▶ Passage provided:

I’ve definitely learned some things over the last 2 years as I’ve bought/sold just over 50 knives. I’ve probably learned about myself and my preferences than more anything else. In the past I’ve been hesitant to share part of the journey because of it’s subjectivity. My knife collection in someone else’s hands could render a completely different assessment. With that said I accept the assignment, I think it would be interesting to do a retrospective and see if I could make a concise summary highlighting some of the things I wish I had known sooner or learned only after spending way too much money.

I feel like I should state now though I absolutely don’t regret buying anything from @HSC /// Knives on IG


----------



## henkle (Jun 29, 2022)

The few knives I bought because I was too impatient to wait for the ones I really wanted to become available. Nothing against the knives themselves, just disappointed in my lack of discipline.


----------



## adam92 (Jun 29, 2022)

I think is moritaka deba & lefty sekizo yanagiba. Basically waste of money. I find myself single bevel deba is much easier for me to sharpen & use. Sekizo yanagiba have uneven ura, also took me forever to even the blade road,make me doubt against my sharpening skill, it was my first single bevel, after I got my first quality yanagiba, which is Furinkazan. I know my skill don’t have problem, just the ****ing sekizo knife problem.


----------



## AFKitchenknivesguy (Jun 29, 2022)

HSC /// Knives said:


> Before I was a fulltime maker and I had money, my journey started with collecting high end customs folders. Maybe I went through 50 of them buying and selling.
> What I learned is that a knife in the hand is often very different than the pictures. Probably more so with a kitchen knife because it is performance based. Whereas folders that are $700 and up are mostly just looked at.
> 
> I think it would be interesting if you (or anyone) care to document your journey in a post and maybe with some of the attributes that you learned about, that could help other buyers and also makers


I'm doing that now. Don't get me started on my Shirogorov's.


----------



## Jovidah (Jun 29, 2022)

Pretty much all my J-knife purchases had significant research behind them so I pretty much always knew what I was getting; no real regrets there. I always avoided 'lottery knives' so almost everything was a sure thing.

▶ Available data:

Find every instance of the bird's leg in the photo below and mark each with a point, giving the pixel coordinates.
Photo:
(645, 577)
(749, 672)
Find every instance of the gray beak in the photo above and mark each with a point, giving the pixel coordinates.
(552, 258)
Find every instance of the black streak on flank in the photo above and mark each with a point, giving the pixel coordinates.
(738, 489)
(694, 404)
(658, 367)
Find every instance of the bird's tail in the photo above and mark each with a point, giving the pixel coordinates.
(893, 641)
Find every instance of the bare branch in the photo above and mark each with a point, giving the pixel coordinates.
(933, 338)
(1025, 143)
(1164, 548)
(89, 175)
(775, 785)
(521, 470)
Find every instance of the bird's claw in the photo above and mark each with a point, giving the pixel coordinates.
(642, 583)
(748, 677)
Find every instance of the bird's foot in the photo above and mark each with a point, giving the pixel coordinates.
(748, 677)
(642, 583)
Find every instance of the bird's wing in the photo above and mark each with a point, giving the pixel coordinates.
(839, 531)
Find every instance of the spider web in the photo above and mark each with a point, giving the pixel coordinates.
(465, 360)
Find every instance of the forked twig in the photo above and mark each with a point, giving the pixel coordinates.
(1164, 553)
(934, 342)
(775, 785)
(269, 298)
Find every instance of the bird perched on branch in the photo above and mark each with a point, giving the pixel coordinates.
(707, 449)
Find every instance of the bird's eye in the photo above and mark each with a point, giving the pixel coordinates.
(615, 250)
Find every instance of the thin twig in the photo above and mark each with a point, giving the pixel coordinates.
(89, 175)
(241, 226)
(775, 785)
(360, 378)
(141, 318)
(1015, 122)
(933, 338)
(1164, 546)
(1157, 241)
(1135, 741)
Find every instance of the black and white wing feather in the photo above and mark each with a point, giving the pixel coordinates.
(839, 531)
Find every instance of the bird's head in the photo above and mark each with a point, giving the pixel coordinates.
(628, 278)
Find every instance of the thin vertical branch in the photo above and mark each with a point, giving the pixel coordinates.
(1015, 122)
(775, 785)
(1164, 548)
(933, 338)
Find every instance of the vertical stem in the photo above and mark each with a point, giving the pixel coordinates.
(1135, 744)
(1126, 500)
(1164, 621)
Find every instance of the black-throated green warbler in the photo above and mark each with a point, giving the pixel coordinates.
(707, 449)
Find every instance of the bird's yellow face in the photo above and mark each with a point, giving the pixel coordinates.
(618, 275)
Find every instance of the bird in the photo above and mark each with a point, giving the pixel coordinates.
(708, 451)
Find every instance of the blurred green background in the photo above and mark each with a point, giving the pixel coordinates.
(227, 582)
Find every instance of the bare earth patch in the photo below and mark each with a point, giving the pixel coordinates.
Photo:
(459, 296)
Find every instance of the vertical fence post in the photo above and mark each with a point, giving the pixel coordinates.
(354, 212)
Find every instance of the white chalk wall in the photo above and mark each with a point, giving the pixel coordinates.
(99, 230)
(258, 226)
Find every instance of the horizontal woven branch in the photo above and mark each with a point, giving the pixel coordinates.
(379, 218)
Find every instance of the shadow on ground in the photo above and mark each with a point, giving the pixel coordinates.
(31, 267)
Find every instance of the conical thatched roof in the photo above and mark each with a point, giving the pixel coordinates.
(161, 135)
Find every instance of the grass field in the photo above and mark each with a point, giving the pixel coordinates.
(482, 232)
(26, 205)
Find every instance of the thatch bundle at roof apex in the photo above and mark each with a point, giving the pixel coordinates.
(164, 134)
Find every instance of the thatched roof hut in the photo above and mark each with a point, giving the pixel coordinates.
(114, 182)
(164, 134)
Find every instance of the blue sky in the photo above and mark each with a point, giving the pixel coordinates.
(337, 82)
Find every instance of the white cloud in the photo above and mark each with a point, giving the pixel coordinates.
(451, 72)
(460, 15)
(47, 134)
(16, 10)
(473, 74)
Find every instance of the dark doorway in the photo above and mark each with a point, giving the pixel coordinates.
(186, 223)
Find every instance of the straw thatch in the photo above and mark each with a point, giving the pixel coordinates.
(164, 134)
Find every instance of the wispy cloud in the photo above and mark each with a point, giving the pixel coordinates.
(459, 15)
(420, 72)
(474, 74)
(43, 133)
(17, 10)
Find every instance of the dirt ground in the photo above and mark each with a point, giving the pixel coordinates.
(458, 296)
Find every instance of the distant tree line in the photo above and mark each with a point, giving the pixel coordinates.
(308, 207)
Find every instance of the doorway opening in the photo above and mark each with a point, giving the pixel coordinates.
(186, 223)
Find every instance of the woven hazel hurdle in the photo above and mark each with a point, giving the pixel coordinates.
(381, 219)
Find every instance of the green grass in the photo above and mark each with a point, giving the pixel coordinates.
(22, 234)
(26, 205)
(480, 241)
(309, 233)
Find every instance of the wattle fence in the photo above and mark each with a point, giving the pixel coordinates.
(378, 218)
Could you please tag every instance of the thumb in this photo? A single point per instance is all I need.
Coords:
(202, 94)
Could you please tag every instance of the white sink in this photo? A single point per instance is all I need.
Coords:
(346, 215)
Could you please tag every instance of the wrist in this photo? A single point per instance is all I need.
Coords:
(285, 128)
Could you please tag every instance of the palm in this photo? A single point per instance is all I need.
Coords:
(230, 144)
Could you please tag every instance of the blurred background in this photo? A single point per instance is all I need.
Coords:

▶ Complete the following:
#1 Shift every coordinate in the rows by adding 76 to each number, and write out the stretch of rows from the first row through the row containing "(1135, 741)", both ends included. Reproduce the requests in that stretch unchanged along with the shifted coordinates.
#2 Resume the forum thread on knife purchases and collecting lessons, continuing it from where it stops.

▶ Answers to each task:
#1
Find every instance of the bird's leg in the photo below and mark each with a point, giving the pixel coordinates.
Photo:
(721, 653)
(825, 748)
Find every instance of the gray beak in the photo above and mark each with a point, giving the pixel coordinates.
(628, 334)
Find every instance of the black streak on flank in the photo above and mark each with a point, giving the pixel coordinates.
(814, 565)
(770, 480)
(734, 443)
Find every instance of the bird's tail in the photo above and mark each with a point, giving the pixel coordinates.
(969, 717)
Find every instance of the bare branch in the photo above and mark each with a point, giving the pixel coordinates.
(1009, 414)
(1101, 219)
(1240, 624)
(165, 251)
(851, 861)
(597, 546)
Find every instance of the bird's claw in the photo above and mark each with a point, giving the pixel coordinates.
(718, 659)
(824, 753)
Find every instance of the bird's foot in the photo above and mark each with a point, giving the pixel coordinates.
(824, 753)
(718, 659)
Find every instance of the bird's wing in the photo above and mark each with a point, giving the pixel coordinates.
(915, 607)
Find every instance of the spider web in the photo above and mark each with a point, giving the pixel coordinates.
(541, 436)
Find every instance of the forked twig in the photo above and mark each with a point, giving the pixel coordinates.
(1240, 629)
(1010, 418)
(851, 861)
(345, 374)
Find every instance of the bird perched on branch in the photo above and mark each with a point, giving the pixel coordinates.
(783, 525)
Find every instance of the bird's eye in the photo above and mark each with a point, giving the pixel coordinates.
(691, 326)
Find every instance of the thin twig in the photo above and mark each with a point, giving the pixel coordinates.
(165, 251)
(317, 302)
(851, 861)
(436, 454)
(217, 394)
(1091, 198)
(1009, 414)
(1240, 622)
(1233, 317)
(1211, 817)

#2
What I do regret is all the cheap junk I bought early on in my journey. Generic brand made in China German steel crap knives... only slightly better made in China VG-10 knives. Sure they were perfectly usable and helped me understand and learn but all of them ended up dissapearing from my house because they served no purpose longterm and were just too inferior to keep around. 
While they were cheap enough individually, putting them all together would still have bought a pretty good J-knife, especially at the time (~10 years ago). Hence why my biggest regret is not what I bought but didn't buy. I could have been buying gingas for 150 bucks, Masamotos for 250, Hiromoto honyakis for dirt cheap, etc... 

In recent times the only knife that really dissapointed me - even though I bought it at a sale for just half the normal price, was my Wüsthof 23 cm chef knife. I bought it going in with very low expectations on performance since it was intended as a beater knife to cut chocolate, frozen stuff and basically do abuse jobs... but man is that knife unergonomical. Should have just bought a Vnox instead.


----------



## Heckel7302 (Jun 29, 2022)

Miyabi Koh. It was the first "nice" knife I bought after using Vics for many years. As soon as I got it, realized it was a total POS. Immediately returned it, took KKFs advice, and bought a Wakui. 10 Japanese knives later, haven't had a regret since (thanks KKF).


----------



## jedy617 (Jun 29, 2022)

AFKitchenknivesguy said:


> I'm doing that now. Don't get me started on my Shirogorov's.


Can never regret a good shiro


----------



## WellLikedTurtle (Jun 29, 2022)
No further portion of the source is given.